** WHAT TO DO **
From the SEC comment letter below, list every calendar date it mentions, in the order they appear.

** DOCUMENT SEGMENT **

UNITED STATES
                                  SECURITIES AND EXCHANGE COMMISSION
                                              WASHINGTON, D.C. 20549


    DIVISION OF
CORPORATION FINANCE




                                                               December 5, 2019


  Via Email

  Edward S. Horton
  Seward & Kissel LLP
  One Battery Park Plaza
  New York, New York 10004

          Re:     Diana Shipping Inc.
                  Schedule TO-I/A filed on November 27, 2019
                  File No. 005-81513

  Dear Mr. Horton:

          The staff in the Office of Mergers and Acquisitions has reviewed the
amended filing
  listed above. Our comments follow.

  Exhibit (a)(1)(A)   Offer to Purchase & Exhibit (a)(1)(A)(i)   Amendment No.
1 to the Offer to
  Purchase

  Purpose of the Offer; Certain Effects of the Offer; Other Plans, page 3

      1. See comment 4 in our last comment letter dated November 18, 2019.
Although your
         response letter lists factors that the issuer may consider when
evaluating whether to
         conduct one or more additional tender offers, we note that Amendment
No. 1 did not
         include any revisions to the referenced language in the Offer to
Purchase and the
         response letter does not address the types of changes in the dry bulk
sector that would
         cause the issuer to conduct one or more additional tender offers.
Please revise the Offer
         to Purchase to describe the types of stock price movements or changes
in the dry bulk
         sector that could lead to this decision.

** MATERIAL PROVIDED **
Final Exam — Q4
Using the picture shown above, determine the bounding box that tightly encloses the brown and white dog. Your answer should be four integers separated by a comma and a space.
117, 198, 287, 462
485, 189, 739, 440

** THE REPLY **
December 5, 2019
November 27, 2019
November 18, 2019